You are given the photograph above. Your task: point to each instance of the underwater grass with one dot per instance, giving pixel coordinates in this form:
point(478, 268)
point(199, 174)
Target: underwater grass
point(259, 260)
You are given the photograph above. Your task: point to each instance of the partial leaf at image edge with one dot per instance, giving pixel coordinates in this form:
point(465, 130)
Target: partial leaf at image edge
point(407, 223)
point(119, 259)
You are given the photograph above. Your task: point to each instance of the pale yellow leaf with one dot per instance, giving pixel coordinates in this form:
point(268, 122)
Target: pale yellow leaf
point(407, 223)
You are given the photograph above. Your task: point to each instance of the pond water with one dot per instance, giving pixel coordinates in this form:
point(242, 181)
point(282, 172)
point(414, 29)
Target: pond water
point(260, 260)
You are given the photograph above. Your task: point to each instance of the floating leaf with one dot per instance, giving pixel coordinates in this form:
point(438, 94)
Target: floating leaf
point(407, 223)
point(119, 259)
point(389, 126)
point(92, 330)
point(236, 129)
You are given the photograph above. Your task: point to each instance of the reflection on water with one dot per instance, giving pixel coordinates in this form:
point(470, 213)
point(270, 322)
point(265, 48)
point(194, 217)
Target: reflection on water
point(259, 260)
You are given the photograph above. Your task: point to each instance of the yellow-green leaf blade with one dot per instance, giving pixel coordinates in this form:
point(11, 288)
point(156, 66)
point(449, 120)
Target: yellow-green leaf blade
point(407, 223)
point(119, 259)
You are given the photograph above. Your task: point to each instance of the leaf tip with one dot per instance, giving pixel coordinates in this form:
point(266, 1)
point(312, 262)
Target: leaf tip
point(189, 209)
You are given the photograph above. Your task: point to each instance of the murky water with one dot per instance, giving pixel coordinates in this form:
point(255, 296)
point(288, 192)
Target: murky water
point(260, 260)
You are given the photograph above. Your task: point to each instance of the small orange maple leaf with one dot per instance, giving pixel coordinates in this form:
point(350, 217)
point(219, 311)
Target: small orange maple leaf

++++++++++++++++++++

▸ **THE TASK**: Copy out every one of the rows above, putting "Object" wherever "Target" appears and keeping everything else the same.

▸ **OUTPUT FOR THIS TASK**:
You are given the photograph above. Your task: point to each instance of the underwater grass with one dot per instance, giving pixel coordinates in this form:
point(478, 268)
point(199, 174)
Object: underwater grass
point(259, 260)
You are given the photograph above. Your task: point to each instance of the partial leaf at image edge with one dot per instance, giving pixel coordinates in this form:
point(465, 130)
Object: partial leaf at image edge
point(407, 223)
point(119, 259)
You are given the photograph above. Your task: point to each instance of the pale yellow leaf with one dot per instance, giving pixel coordinates in this form:
point(268, 122)
Object: pale yellow leaf
point(407, 223)
You are given the photograph above. Your task: point to each instance of the pond water with one dot per instance, giving pixel coordinates in this form:
point(242, 181)
point(282, 172)
point(414, 29)
Object: pond water
point(260, 260)
You are given the photograph above. Your task: point to each instance of the floating leaf with one dot per instance, giving pixel coordinates in this form:
point(438, 94)
Object: floating leaf
point(407, 223)
point(119, 259)
point(389, 126)
point(92, 330)
point(236, 129)
You are given the photograph above. Your task: point to each instance of the reflection on water with one dot per instance, giving pixel coordinates in this form:
point(470, 213)
point(270, 322)
point(265, 48)
point(194, 217)
Object: reflection on water
point(259, 260)
You are given the photograph above. Your task: point to each instance of the yellow-green leaf blade with one dot per instance, giving pixel coordinates in this form:
point(11, 288)
point(156, 66)
point(449, 120)
Object: yellow-green leaf blade
point(407, 223)
point(119, 259)
You are given the photograph above. Your task: point to each instance of the leaf tip with one dot per instance, giving pixel coordinates in this form:
point(266, 1)
point(312, 262)
Object: leaf tip
point(189, 209)
You are given the photograph above. Your task: point to each instance of the murky water with one dot per instance, giving pixel coordinates in this form:
point(255, 296)
point(288, 192)
Object: murky water
point(260, 260)
You are given the photograph above. Your task: point to each instance of the small orange maple leaf with one dot per instance, giving pixel coordinates in this form:
point(350, 217)
point(219, 311)
Object: small orange maple leaf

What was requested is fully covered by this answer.